= WORK REQUIRED =
Please print the data shown below without any alteration.

= RECORDS FOR PROCESSING =
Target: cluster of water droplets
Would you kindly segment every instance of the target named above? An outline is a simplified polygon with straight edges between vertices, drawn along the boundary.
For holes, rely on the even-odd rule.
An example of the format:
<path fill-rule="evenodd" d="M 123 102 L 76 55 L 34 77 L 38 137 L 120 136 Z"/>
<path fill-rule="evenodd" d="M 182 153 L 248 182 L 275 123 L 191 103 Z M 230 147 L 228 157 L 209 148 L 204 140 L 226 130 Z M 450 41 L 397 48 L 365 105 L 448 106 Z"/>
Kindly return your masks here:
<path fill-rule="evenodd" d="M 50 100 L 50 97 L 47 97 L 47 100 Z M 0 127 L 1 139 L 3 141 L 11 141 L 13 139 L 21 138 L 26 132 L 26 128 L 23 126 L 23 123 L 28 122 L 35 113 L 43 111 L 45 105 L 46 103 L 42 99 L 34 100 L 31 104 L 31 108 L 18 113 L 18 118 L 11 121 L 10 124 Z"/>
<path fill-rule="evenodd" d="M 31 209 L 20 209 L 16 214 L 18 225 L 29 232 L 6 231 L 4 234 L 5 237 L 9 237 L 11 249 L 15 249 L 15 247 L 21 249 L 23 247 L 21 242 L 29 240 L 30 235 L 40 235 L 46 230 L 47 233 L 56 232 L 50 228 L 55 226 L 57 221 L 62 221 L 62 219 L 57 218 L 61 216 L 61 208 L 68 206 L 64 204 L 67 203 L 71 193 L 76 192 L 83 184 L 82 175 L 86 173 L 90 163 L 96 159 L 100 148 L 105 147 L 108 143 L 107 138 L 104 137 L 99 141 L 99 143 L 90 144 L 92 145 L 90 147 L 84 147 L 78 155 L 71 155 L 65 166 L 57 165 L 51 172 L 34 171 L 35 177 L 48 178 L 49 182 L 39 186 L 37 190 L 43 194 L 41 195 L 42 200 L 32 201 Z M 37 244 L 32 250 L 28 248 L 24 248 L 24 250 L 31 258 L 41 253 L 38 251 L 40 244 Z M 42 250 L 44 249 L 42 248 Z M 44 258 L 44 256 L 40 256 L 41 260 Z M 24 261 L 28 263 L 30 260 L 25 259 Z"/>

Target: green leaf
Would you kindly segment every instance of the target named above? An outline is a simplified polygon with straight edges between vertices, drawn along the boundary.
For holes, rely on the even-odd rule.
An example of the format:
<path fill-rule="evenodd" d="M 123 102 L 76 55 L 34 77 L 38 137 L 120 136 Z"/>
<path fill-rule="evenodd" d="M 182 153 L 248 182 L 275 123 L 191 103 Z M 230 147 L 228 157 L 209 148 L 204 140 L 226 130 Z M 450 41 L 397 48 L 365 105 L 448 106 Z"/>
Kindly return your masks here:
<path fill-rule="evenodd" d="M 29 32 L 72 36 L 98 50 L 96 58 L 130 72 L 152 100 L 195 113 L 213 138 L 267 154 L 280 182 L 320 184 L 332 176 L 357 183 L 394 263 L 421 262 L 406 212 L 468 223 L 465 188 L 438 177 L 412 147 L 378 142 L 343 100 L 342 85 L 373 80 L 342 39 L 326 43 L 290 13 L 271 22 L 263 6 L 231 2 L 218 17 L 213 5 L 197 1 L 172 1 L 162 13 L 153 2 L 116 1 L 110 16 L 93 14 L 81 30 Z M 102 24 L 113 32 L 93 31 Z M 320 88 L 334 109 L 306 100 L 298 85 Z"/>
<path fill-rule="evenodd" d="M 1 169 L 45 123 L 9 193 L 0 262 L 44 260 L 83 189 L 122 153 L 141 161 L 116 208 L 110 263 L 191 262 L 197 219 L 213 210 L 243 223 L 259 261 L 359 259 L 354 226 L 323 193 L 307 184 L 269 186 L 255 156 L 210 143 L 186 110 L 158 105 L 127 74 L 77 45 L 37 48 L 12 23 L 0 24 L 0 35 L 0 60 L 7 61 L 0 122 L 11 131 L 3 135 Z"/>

= YOUR RESPONSE =
Target: cluster of water droplets
Would you kindly segment every instance of the target named above? An outline is a simplified polygon with straight edges between vertices, drawn along the boundary.
For holes, rely on the even-odd rule.
An example of the format:
<path fill-rule="evenodd" d="M 123 102 L 76 55 L 34 77 L 38 137 L 120 136 Z"/>
<path fill-rule="evenodd" d="M 182 153 L 248 182 L 275 123 L 191 103 Z M 230 147 L 228 157 L 209 148 L 204 140 L 226 130 Z M 450 41 L 397 48 L 365 105 L 448 106 Z"/>
Kindly return your masks here:
<path fill-rule="evenodd" d="M 50 100 L 50 97 L 47 97 L 47 100 Z M 0 127 L 1 139 L 3 141 L 11 141 L 13 139 L 21 138 L 26 132 L 26 128 L 23 126 L 23 123 L 28 122 L 35 113 L 43 111 L 45 105 L 46 103 L 42 99 L 34 100 L 31 104 L 31 108 L 18 113 L 18 118 L 11 121 L 10 124 Z"/>
<path fill-rule="evenodd" d="M 31 209 L 20 209 L 16 214 L 18 225 L 29 232 L 6 231 L 4 234 L 5 237 L 9 237 L 11 249 L 15 249 L 15 247 L 21 249 L 23 247 L 21 242 L 29 240 L 30 235 L 40 235 L 46 230 L 47 233 L 56 232 L 50 228 L 55 226 L 57 221 L 62 221 L 62 219 L 57 218 L 61 216 L 61 208 L 68 206 L 64 204 L 67 203 L 71 193 L 76 192 L 83 184 L 82 175 L 86 173 L 90 163 L 96 159 L 100 148 L 105 147 L 108 143 L 107 138 L 104 137 L 99 141 L 99 143 L 90 144 L 92 145 L 90 147 L 84 147 L 78 155 L 71 155 L 65 166 L 57 165 L 51 172 L 34 171 L 35 177 L 48 178 L 49 182 L 39 186 L 37 190 L 43 194 L 41 195 L 42 200 L 32 201 Z M 37 244 L 32 250 L 28 248 L 24 248 L 24 250 L 31 258 L 41 253 L 38 251 L 40 244 Z M 42 250 L 44 249 L 42 248 Z M 44 258 L 44 256 L 40 256 L 41 260 Z M 24 261 L 28 263 L 30 260 L 25 259 Z"/>

Target: green leaf
Would you kindly segment every instance of the target named above? An outline is a simplified polygon with straight edges between vertices, drawn along the boundary.
For holes, rely on the even-odd rule.
An example of the format:
<path fill-rule="evenodd" d="M 123 102 L 76 55 L 34 77 L 38 137 L 120 136 Z"/>
<path fill-rule="evenodd" d="M 182 153 L 248 182 L 275 123 L 191 103 Z M 230 147 L 228 157 L 209 148 L 204 140 L 226 130 Z M 450 41 L 397 48 L 365 105 L 448 106 Z"/>
Kindly return your masks here:
<path fill-rule="evenodd" d="M 29 32 L 72 36 L 98 50 L 96 58 L 130 72 L 152 100 L 195 113 L 213 138 L 267 154 L 280 182 L 320 184 L 332 176 L 357 183 L 394 263 L 421 262 L 406 212 L 468 223 L 465 188 L 438 177 L 412 147 L 378 142 L 343 100 L 342 85 L 373 80 L 342 39 L 326 43 L 290 13 L 271 22 L 263 6 L 231 2 L 218 17 L 213 5 L 197 1 L 172 1 L 162 13 L 153 2 L 116 1 L 110 16 L 93 14 L 81 30 Z M 102 24 L 113 32 L 93 31 Z M 320 88 L 334 109 L 306 100 L 298 85 Z"/>
<path fill-rule="evenodd" d="M 1 169 L 45 123 L 9 193 L 0 262 L 44 260 L 83 189 L 122 153 L 141 161 L 116 208 L 110 263 L 191 262 L 197 219 L 213 210 L 243 223 L 259 261 L 359 259 L 354 226 L 323 193 L 307 184 L 269 186 L 255 156 L 210 143 L 186 110 L 158 105 L 127 74 L 77 45 L 37 48 L 12 23 L 0 24 L 0 35 L 0 60 L 7 61 L 0 122 L 11 131 L 3 135 Z"/>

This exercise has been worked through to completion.